*** PROVIDED TEXT Section Begins ***
My Age of Anxiety: Fear, Hope, Dread, and the Search for Peace of Mind

Image of My Age of Anxiety: Fear, Hope, Dread, and the Search for Peace of Mind
Author(s): 
Release Date: 
December 27, 2013
Publisher/Imprint: 
Knopf
Pages: 
416
Reviewed by: 

“. . . inspirational . . .”

In spite of what the title may suggest My Age of Anxiety is not precisely a memoir. If expecting a poignant, funny account of Mr. Scott Stossel’s life filled with hope and redemption, then expect to be disappointed. If looking for a well-written, impressively thorough history of anxiety in which Mr. Stossel has added just enough personality and personal information to make it all palatable, then look no further.

Mr. Stossel appears to cite every paper, every researcher, every study concerning anxiety ever conducted in the history of the written word (way before it was called anxiety) within the 416 pages of this book. Impressive, as it is daunting.

When musing over his own reasons for writing the book, Mr. Stossel writes:

“It occurred to me that writing this book might be a terrible idea: if it’s relief from nervous suffering that I crave, then burrowing into the history and science of anxiety, and into my own psyche, is perhaps not the best way to achieve it.”

When talking to his doctor regarding his concerns about writing the book he writes:

“‘Why,’ Dr. W. asks, ‘do you think writing about your anxiety in a book would be so shameful?’”

To which Mr. Stossel replies:

“Because stigma still attaches to mental illness. Because anxiety is seen as weakness.”

And this is where Mr. Stossel is to be commended for his bravery. Much of what he recounts does make him appear weak and ridiculous and just totally messed up. But it’s his vast intelligence, his successes, his fortitude, and his survival that shine through all the mess.

Wading through Mr. Stossel’s detailed descriptions of his many phobias: claustrophobia, acrophobia, asthenophobia (fainting), agoraphobia, bacillophobia (germs), “cheese (no term for that one),” social phobia, aerophobia (flying), and a personal favorite: emetophobia—intense fear of vomiting, along with aeronausiphobia (vomiting on airplanes) is quite a chore. But Mr. Stossel does so with subtle humor and self-disparagement, making it just tolerable.
*** PROVIDED TEXT Section Ends ***
*** GIVEN DATA Section Begins ***
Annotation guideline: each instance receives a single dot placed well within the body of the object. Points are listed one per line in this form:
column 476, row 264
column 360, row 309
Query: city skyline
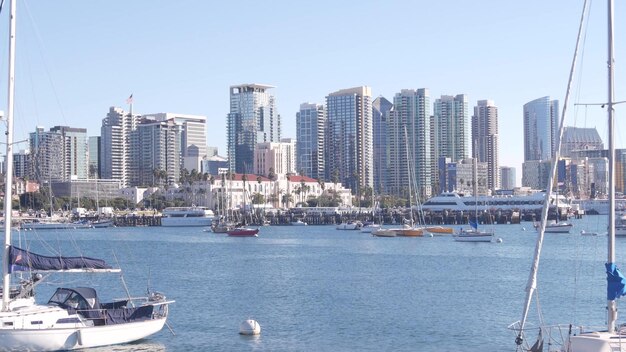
column 187, row 66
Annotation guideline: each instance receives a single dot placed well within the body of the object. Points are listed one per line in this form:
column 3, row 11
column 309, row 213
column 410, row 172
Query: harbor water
column 316, row 288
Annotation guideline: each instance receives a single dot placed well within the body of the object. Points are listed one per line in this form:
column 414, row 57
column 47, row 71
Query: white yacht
column 453, row 201
column 187, row 216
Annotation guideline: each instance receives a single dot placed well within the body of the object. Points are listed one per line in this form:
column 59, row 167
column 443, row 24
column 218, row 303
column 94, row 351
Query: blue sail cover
column 22, row 260
column 616, row 282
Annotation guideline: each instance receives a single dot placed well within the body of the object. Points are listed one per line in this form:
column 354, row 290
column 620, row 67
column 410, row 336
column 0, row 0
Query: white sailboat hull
column 39, row 328
column 474, row 236
column 75, row 338
column 597, row 342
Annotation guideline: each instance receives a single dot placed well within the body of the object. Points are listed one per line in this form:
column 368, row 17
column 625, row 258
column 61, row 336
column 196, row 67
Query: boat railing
column 557, row 335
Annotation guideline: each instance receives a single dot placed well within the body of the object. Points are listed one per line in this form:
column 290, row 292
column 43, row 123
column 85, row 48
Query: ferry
column 187, row 216
column 598, row 206
column 455, row 202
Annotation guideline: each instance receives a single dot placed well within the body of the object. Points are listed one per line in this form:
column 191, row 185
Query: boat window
column 60, row 296
column 68, row 321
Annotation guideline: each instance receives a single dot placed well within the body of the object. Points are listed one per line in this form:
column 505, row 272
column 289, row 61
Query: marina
column 355, row 291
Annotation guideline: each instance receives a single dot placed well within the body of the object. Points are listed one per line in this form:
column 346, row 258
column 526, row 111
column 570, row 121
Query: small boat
column 559, row 227
column 187, row 216
column 102, row 223
column 384, row 233
column 409, row 231
column 299, row 223
column 243, row 232
column 473, row 234
column 350, row 225
column 440, row 230
column 370, row 227
column 54, row 225
column 222, row 226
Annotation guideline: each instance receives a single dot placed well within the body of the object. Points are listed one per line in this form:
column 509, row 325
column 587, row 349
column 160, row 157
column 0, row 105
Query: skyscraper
column 540, row 128
column 193, row 137
column 348, row 149
column 59, row 154
column 47, row 158
column 410, row 144
column 117, row 140
column 381, row 108
column 310, row 122
column 485, row 140
column 451, row 125
column 507, row 177
column 252, row 119
column 159, row 149
column 75, row 152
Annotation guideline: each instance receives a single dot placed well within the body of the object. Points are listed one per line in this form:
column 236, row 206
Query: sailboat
column 473, row 234
column 579, row 338
column 558, row 226
column 74, row 318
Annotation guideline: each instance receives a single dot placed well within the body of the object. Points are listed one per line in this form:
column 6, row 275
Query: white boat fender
column 249, row 327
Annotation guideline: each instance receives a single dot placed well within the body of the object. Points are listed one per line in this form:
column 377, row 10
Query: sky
column 76, row 59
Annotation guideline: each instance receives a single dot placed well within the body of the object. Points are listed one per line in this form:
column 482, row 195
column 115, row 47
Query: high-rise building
column 253, row 119
column 116, row 145
column 485, row 140
column 21, row 163
column 193, row 137
column 279, row 157
column 348, row 149
column 411, row 163
column 381, row 108
column 576, row 138
column 159, row 149
column 310, row 122
column 94, row 157
column 75, row 152
column 507, row 177
column 451, row 125
column 540, row 128
column 59, row 154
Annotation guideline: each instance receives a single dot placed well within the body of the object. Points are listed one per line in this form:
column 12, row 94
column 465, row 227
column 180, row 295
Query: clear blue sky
column 78, row 58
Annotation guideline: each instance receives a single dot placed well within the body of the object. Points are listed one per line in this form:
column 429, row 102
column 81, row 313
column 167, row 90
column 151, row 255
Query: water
column 315, row 288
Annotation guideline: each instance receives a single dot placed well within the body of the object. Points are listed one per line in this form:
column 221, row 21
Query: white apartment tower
column 410, row 144
column 193, row 137
column 278, row 156
column 117, row 139
column 159, row 149
column 349, row 145
column 310, row 122
column 381, row 109
column 485, row 140
column 253, row 119
column 59, row 154
column 451, row 125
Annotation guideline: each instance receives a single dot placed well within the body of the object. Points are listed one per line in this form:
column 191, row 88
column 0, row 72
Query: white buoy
column 250, row 327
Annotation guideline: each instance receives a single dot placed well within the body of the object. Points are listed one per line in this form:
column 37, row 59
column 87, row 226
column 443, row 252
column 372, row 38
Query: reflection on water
column 143, row 345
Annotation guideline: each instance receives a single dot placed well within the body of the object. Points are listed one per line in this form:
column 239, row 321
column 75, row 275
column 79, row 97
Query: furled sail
column 23, row 260
column 616, row 283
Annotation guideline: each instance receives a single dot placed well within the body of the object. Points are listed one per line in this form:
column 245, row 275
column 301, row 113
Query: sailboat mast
column 531, row 285
column 6, row 276
column 611, row 304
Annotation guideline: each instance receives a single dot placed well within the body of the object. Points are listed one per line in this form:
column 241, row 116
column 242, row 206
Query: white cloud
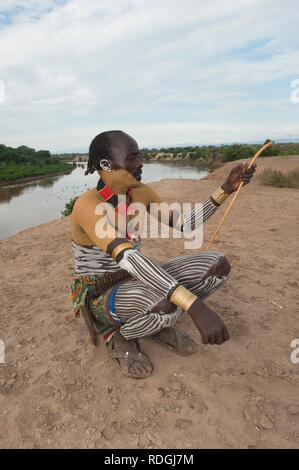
column 167, row 70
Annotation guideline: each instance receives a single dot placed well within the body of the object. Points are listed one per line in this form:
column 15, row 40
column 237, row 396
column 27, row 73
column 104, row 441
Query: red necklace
column 110, row 196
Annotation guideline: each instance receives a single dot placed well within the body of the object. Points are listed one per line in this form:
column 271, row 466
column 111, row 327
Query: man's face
column 126, row 155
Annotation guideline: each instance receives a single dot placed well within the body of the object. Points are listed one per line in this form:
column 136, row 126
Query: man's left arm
column 197, row 216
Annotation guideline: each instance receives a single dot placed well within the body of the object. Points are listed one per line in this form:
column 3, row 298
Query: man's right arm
column 151, row 274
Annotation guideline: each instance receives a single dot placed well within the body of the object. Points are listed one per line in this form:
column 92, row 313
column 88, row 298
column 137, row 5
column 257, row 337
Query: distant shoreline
column 25, row 179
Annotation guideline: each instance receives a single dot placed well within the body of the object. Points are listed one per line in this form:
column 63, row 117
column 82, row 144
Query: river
column 37, row 202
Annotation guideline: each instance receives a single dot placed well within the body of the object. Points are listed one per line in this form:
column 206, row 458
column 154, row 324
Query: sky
column 168, row 72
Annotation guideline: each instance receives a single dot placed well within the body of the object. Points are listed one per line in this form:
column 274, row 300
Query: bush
column 68, row 209
column 278, row 179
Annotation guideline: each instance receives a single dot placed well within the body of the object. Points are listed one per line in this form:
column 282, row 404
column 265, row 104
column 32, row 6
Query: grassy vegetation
column 20, row 162
column 212, row 155
column 278, row 179
column 14, row 172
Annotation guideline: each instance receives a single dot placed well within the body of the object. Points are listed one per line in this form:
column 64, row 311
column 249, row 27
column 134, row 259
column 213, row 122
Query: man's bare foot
column 132, row 362
column 180, row 341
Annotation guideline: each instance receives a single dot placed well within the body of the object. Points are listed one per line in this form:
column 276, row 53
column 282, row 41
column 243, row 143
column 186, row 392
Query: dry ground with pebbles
column 57, row 390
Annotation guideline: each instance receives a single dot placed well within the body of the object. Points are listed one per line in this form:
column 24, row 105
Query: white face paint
*** GIVEN DATA Section Ends ***
== BRIEF 1 ==
Can you copy the book review of My Age of Anxiety word for word, from "When talking to" up to and including "all the mess."?
== BRIEF 2 ==
In the book review, what reason does Mr. Stossel give his doctor for thinking that writing about his anxiety would be shameful?
== BRIEF 3 ==
Could you write what comes next in the review of My Age of Anxiety, picking up after its last sentence?
None of the rows matter here.

== REPLY 1 ==
When talking to his doctor regarding his concerns about writing the book he writes:

“‘Why,’ Dr. W. asks, ‘do you think writing about your anxiety in a book would be so shameful?’”

To which Mr. Stossel replies:

“Because stigma still attaches to mental illness. Because anxiety is seen as weakness.”

And this is where Mr. Stossel is to be commended for his bravery. Much of what he recounts does make him appear weak and ridiculous and just totally messed up. But it’s his vast intelligence, his successes, his fortitude, and his survival that shine through all the mess.

== REPLY 2 ==
Stigma still attaches to mental illness, and anxiety is seen as weakness.

== REPLY 3 ==
Having tried every conceivable treatment: dozens of medications, booze, multiple types of therapy (CBT, RET, ACT, EMDR), role-playing, yoga, prayer, exposure therapy, infomercials . . . he says:

“Here’s what’s worked: nothing.”

He does go on to admit that some medication has helped, including alcohol, but “none of these treatments have fundamentally reduced the underlying anxiety that seems woven into my soul and hardwired into my body and that at times makes my life a misery.”

He spends a lot of time discussing cause: nurture versus nature. He also spends a great deal of the book looking at medication and its relationship to diagnosis and morality, stating that:

“We have historically judged reliance on psychiatric medication to be a sign of weakness or moral failure.”

Although medications work to some extent for Mr. Stossel, he takes them reluctantly—because while he does believe he has a medical condition, he also believes—as society believes—that his “nervous problems are in some way a character issue or a moral failing.”

In the end, Mr. Stossel offers no answers—for himself or for others suffering.

But he does provide a huge body of knowledge and a thought-provoking look at the history of anxiety, eliciting empathy and understanding and respect for human suffering and spirit.

Hopefully writing My Age of Anxiety proved to be cathartic for Mr. Stossel. Reading My Age of Anxiety will surely prove to be inspirational for his compatriots.